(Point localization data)
"""
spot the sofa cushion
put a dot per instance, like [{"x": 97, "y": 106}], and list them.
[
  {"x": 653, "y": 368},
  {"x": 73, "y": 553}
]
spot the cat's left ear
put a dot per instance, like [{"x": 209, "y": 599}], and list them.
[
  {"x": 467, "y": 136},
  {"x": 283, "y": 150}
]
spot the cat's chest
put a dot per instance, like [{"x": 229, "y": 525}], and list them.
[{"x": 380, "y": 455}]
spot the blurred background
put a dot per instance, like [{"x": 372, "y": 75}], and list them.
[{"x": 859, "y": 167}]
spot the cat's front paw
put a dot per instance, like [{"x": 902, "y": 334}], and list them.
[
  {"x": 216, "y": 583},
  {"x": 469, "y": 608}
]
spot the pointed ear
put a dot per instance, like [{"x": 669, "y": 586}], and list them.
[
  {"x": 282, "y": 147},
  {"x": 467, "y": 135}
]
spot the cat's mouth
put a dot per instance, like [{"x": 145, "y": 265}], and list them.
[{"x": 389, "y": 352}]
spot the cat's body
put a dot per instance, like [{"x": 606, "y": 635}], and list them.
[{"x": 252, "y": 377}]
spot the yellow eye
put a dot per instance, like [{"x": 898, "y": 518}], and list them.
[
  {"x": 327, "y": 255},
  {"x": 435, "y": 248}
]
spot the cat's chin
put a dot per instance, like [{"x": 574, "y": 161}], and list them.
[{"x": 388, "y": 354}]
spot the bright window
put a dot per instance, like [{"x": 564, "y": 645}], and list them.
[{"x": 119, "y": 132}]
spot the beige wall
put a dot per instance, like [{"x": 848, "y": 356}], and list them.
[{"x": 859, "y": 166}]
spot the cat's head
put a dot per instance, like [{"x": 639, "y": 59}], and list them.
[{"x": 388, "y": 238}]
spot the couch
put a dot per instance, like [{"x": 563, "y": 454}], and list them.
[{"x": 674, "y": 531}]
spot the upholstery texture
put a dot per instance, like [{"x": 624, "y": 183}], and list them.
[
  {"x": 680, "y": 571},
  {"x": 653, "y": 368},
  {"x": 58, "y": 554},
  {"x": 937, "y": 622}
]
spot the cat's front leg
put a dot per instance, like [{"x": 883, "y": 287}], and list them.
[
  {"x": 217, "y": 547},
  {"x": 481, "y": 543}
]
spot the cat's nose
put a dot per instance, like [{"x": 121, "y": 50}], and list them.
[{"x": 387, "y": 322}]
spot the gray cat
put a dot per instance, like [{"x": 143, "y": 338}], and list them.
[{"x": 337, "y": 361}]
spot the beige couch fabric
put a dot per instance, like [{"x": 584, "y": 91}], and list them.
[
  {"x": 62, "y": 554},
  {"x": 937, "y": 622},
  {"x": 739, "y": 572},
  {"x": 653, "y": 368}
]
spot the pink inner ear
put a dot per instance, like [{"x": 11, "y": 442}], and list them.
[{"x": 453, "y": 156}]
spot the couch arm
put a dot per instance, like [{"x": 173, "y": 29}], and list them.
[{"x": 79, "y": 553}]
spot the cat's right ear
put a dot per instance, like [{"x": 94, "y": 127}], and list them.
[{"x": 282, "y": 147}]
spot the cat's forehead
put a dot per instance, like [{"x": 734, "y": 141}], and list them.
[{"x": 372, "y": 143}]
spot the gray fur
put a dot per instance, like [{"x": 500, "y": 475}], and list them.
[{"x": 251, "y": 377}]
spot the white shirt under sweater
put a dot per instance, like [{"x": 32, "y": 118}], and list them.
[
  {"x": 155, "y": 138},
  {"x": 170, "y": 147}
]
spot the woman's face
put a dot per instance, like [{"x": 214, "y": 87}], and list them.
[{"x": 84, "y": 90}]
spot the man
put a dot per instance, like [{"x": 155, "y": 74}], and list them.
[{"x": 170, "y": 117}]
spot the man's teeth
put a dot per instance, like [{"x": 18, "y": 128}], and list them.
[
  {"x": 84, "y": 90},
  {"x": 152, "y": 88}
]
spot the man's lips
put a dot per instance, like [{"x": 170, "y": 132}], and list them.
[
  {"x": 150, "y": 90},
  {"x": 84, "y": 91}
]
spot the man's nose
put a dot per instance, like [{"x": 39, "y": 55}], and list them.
"""
Work request:
Transcribe the records above with every character unchanged.

Reply:
spot the sofa cushion
put a dot per instance, like [{"x": 97, "y": 106}], and list them.
[
  {"x": 653, "y": 368},
  {"x": 73, "y": 553}
]
spot the cat's left ear
put a dot per instance, like [{"x": 209, "y": 599}], and list them.
[
  {"x": 467, "y": 136},
  {"x": 283, "y": 150}
]
spot the cat's chest
put a dot per instance, like [{"x": 229, "y": 525}], and list them.
[{"x": 380, "y": 455}]
spot the blurred background
put a dot per instance, like [{"x": 372, "y": 75}], and list them.
[{"x": 859, "y": 167}]
spot the cat's front paw
put a dot per instance, like [{"x": 902, "y": 334}], and list them.
[
  {"x": 216, "y": 583},
  {"x": 469, "y": 608}
]
spot the pointed ear
put a dot per instance, like [{"x": 669, "y": 586}], and list them.
[
  {"x": 282, "y": 147},
  {"x": 467, "y": 135}
]
spot the cat's mouth
put a dot per instance, like [{"x": 145, "y": 265}], and list them.
[{"x": 389, "y": 352}]
spot the cat's body
put a dot per instance, like [{"x": 606, "y": 635}], and list them.
[{"x": 252, "y": 377}]
spot the yellow eye
put a dot per instance, like [{"x": 898, "y": 518}], and list them.
[
  {"x": 327, "y": 255},
  {"x": 435, "y": 248}
]
spot the cat's chin
put a dot per instance, like [{"x": 574, "y": 161}], and list them.
[{"x": 388, "y": 354}]
spot the bright window
put a dot per instance, like [{"x": 564, "y": 645}], and list them.
[{"x": 119, "y": 132}]
spot the beige wall
put a dot per instance, like [{"x": 848, "y": 356}], and list them.
[{"x": 859, "y": 166}]
spot the cat's head
put a dot per instance, like [{"x": 639, "y": 59}], and list them.
[{"x": 388, "y": 238}]
spot the couch
put a dot per instance, like [{"x": 563, "y": 454}], and list them.
[{"x": 674, "y": 531}]
spot the upholstery texture
put a dot per instance, like [{"x": 624, "y": 183}], and list them.
[
  {"x": 680, "y": 571},
  {"x": 653, "y": 368},
  {"x": 58, "y": 554},
  {"x": 937, "y": 622}
]
spot the cat's front leg
put a dot per instance, like [{"x": 883, "y": 287}], and list them.
[
  {"x": 217, "y": 547},
  {"x": 481, "y": 543}
]
spot the cat's nose
put a dot per instance, like [{"x": 121, "y": 50}], and list them.
[{"x": 387, "y": 322}]
spot the gray cat
put a dot per instance, like [{"x": 143, "y": 338}], and list them.
[{"x": 337, "y": 361}]
spot the beige couch fabric
put a dot per instance, like [{"x": 584, "y": 91}], and list them.
[
  {"x": 62, "y": 554},
  {"x": 937, "y": 622},
  {"x": 739, "y": 572},
  {"x": 653, "y": 368}
]
spot the pink inner ear
put a dot per instance, like [{"x": 11, "y": 442}], and list them.
[{"x": 453, "y": 156}]
spot the couch arm
put a dot per instance, like [{"x": 173, "y": 29}], and list them.
[{"x": 79, "y": 553}]
spot the cat's right ear
put a dot per instance, like [{"x": 94, "y": 127}], and list them.
[{"x": 282, "y": 147}]
spot the cat's forehead
put a dot per instance, like [{"x": 734, "y": 141}], and list them.
[{"x": 372, "y": 143}]
spot the gray fur
put a dot per instance, like [{"x": 500, "y": 475}], and list them.
[{"x": 251, "y": 377}]
spot the white shirt under sweater
put a dot per instance, like [{"x": 32, "y": 118}], and list them.
[
  {"x": 155, "y": 138},
  {"x": 170, "y": 147}
]
spot the woman's face
put a dot per instance, like [{"x": 214, "y": 87}], and list them.
[{"x": 84, "y": 90}]
spot the man
put a dot per instance, like [{"x": 155, "y": 74}], and list them.
[{"x": 170, "y": 117}]
spot the man's teeth
put a dot per instance, like [{"x": 18, "y": 128}], and list them.
[
  {"x": 84, "y": 90},
  {"x": 152, "y": 88}
]
spot the man's lips
put a dot per instance, like [{"x": 170, "y": 132}], and list them.
[
  {"x": 150, "y": 90},
  {"x": 84, "y": 91}
]
spot the man's nose
put a dot per instance, like [{"x": 39, "y": 55}], and list them.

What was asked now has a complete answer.